ТЕКСТ ДЛЯ ЧТЕНИЯ:

■ ■ ■

Книги

Петр Струве. Революционер без масс

22
18
20
22
24
26
28
30

Цельное миросозерцание — это я сам, и ни откуда оно мне не может быть доставлено. На первый взгляд это кажется провозглашением крайнего духовного анархизма. Но признание того, что «миросозерцание» может покоиться лишь на субъективном и индивидуальном сцеплении, есть лишь признание самочинности, или свободы каждого индивидуального духа. «Направления» стремятся истину, красоту и добро привести в раз установленный порядок, рассадить их по местам, заранее назначенным. Это хорошо в философской системе, но дело в том, что живая личность может жить только в своей философской системе или, что то же, своею философской системой.

Наши общественные направления (народничество, марксизм) разрушились, как дельные миросозерцания, в процессе роста здорового духовного индивидуализма. И я думаю, к былому господству таких миросозерцаний нет никаких новых путей. Вот почему с такой ужасающей быстротой у нас происходит превращение направления — религии из единомыслящей общины в общину, объединённую единым культом. Поминки Михайловского в этом смысле представляли чрезвычайно интересное социально-психическое явление. Скоро наступит время, когда народники и марксисты соединят свои культы и поставят Митру-Михайловского рядом с Юпитером-Марксом.

■ ■ ■

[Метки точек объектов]
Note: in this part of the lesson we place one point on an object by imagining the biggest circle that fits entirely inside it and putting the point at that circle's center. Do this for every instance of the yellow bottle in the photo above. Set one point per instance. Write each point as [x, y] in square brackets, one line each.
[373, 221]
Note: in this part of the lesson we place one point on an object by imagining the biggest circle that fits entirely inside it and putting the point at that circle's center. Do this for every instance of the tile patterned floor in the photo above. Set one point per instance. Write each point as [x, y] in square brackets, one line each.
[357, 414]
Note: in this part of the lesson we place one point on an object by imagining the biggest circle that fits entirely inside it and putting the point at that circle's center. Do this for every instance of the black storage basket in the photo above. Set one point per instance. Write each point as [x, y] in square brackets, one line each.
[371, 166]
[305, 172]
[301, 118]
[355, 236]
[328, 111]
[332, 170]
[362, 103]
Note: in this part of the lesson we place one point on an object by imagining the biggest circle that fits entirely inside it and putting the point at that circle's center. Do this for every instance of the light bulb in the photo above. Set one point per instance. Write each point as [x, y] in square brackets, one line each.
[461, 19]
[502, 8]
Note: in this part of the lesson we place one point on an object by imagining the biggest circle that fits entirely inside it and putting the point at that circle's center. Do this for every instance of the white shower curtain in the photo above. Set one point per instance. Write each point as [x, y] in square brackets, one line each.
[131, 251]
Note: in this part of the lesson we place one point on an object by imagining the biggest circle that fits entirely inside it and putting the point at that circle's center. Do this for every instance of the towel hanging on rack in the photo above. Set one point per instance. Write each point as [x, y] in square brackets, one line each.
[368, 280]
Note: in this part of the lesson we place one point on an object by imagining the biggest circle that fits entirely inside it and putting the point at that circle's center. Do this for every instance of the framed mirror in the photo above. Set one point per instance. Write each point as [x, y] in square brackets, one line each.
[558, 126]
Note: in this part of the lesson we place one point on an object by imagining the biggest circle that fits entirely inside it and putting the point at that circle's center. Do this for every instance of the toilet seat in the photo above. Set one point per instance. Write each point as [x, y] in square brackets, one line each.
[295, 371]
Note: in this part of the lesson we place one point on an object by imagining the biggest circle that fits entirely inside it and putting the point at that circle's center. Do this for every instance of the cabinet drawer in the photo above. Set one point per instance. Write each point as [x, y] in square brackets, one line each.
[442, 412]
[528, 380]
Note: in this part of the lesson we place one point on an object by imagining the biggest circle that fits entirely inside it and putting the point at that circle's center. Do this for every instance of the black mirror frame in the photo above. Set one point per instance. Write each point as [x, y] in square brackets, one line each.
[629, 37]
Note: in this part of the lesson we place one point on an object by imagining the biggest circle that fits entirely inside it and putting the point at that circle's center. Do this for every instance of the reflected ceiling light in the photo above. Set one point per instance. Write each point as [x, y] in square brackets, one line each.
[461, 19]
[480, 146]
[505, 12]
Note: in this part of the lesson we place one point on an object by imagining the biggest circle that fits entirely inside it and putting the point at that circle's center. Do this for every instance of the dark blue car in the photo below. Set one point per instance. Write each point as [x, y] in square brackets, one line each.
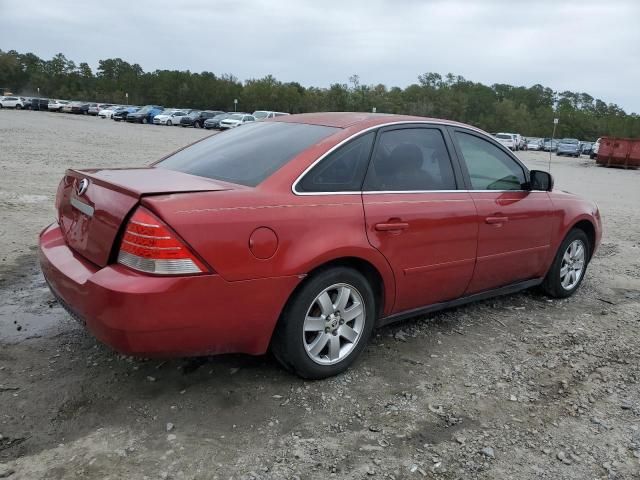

■ ■ ■

СПИСОК ЗАДАНИЙ:
1: Перепишите фрагмент текста «Революционер без масс», начиная со слов «Петр Струве. Революционер» и заканчивая словами «своею философской системой.». Везде поставьте «мировоззрение» вместо «миросозерцание».
2: Перечислите все ценности, которые, согласно тексту «Революционер без масс», «направления» стремятся привести в раз установленный порядок.

ИТОГОВЫЕ РЕЗУЛЬТАТЫ:
1:
Петр Струве. Революционер без масс

22
18
20
22
24
26
28
30

Цельное мировоззрение — это я сам, и ни откуда оно мне не может быть доставлено. На первый взгляд это кажется провозглашением крайнего духовного анархизма. Но признание того, что «мировоззрение» может покоиться лишь на субъективном и индивидуальном сцеплении, есть лишь признание самочинности, или свободы каждого индивидуального духа. «Направления» стремятся истину, красоту и добро привести в раз установленный порядок, рассадить их по местам, заранее назначенным. Это хорошо в философской системе, но дело в том, что живая личность может жить только в своей философской системе или, что то же, своею философской системой.

2: Истина, красота и добро.